#### [TASK INSTRUCTIONS]
1. Reproduce the part of the raft inflation advice starting at "2) There's a" and ending at "on the water.".
2. Can you sum up the raft inflation advice in two sentences?

#### [SOURCE EXTRACT]
— BEGIN —
Willisbrow, welcome to the world of being a rafter. There's a bunch of good info here and I see a couple of things here I want to call out for new rafters. Sure, some folks may find exceptions to these "rules" but in general, what's below is very important to being a raft owner, so to sum up what's been said above and add to the discussion:
1) NEVER rely on any kind of electric blower to completely inflate a raft. These are usually designed for getting most of the air into the raft, and most will burn out if you try to completely top off the raft with them. That's one of the reasons we have hand or foot-pumps - to top off the raft after the electric inflator has blown it up as much as it can. When you air up a raft, you'll hear a change in the pitch of the blower noise - that means its no longer pushing air though but is just spinning the turbines while the motor overheats. Finish it off with the manual pump.
2) There's a big difference between a compressor and a raft inflator. A compressor is a low-volume, high pressure device, a raft inflator is for high-volume, low pressure. If your buddy wants to blow up the raft for you, have him turn his shop vac to "blow," make sure its not blowing out sawdust or junk, and air up the raft with that. Then be ready to top it off with a manual pump when you get it on the water.
— END —
[Dataset entries]
— BEGIN —
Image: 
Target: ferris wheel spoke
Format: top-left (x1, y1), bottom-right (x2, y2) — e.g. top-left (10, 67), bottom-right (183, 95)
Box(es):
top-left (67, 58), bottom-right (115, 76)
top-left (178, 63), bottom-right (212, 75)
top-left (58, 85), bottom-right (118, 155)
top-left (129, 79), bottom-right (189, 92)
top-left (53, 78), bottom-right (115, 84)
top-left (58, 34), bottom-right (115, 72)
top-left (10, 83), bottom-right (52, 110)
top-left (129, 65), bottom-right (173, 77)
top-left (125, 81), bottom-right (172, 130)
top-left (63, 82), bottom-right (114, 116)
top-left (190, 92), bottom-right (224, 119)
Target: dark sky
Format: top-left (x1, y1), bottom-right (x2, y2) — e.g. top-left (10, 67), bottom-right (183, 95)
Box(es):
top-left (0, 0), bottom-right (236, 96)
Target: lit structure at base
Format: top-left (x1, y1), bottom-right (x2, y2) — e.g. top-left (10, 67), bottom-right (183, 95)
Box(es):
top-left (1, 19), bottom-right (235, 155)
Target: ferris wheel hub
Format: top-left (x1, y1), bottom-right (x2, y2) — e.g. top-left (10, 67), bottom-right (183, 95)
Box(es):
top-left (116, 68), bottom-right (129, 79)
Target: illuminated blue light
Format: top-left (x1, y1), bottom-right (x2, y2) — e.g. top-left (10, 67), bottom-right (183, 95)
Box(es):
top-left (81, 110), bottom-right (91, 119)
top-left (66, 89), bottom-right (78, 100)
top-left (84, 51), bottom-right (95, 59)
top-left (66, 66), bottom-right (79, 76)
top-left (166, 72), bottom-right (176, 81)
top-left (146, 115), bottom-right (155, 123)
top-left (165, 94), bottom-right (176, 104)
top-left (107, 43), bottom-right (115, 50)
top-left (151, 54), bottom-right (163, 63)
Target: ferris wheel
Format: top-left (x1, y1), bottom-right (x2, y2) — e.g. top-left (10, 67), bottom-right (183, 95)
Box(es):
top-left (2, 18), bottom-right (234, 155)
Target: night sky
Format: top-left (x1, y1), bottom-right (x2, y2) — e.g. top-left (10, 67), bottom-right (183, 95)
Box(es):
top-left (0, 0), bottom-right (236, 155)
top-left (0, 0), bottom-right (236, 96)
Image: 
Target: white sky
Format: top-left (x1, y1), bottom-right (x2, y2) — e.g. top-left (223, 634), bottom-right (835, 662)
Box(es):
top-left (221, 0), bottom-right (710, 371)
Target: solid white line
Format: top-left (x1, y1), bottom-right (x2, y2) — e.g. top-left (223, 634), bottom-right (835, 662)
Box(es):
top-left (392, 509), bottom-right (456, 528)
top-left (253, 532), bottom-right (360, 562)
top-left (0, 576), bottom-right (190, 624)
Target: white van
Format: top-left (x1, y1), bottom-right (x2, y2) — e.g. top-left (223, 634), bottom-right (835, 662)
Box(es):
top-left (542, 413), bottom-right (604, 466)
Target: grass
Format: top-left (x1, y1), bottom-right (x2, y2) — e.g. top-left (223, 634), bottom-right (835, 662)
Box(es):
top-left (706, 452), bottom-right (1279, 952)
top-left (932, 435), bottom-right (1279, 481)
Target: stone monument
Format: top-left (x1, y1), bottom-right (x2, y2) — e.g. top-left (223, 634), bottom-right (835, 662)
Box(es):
— END —
#### [TASK RESULTS]
1.
2) There's a big difference between a compressor and a raft inflator. A compressor is a low-volume, high pressure device, a raft inflator is for high-volume, low pressure. If your buddy wants to blow up the raft for you, have him turn his shop vac to "blow," make sure its not blowing out sawdust or junk, and air up the raft with that. Then be ready to top it off with a manual pump when you get it on the water.

2. New raft owners are warned never to rely on an electric blower to fully inflate a raft, because most will burn out if used to top it off, so the job should be finished with a hand or foot pump. A compressor is a low-volume, high-pressure device while a raft inflator is high-volume and low-pressure, and a shop vac set to "blow" can air up the raft before it is topped off with a manual pump on the water.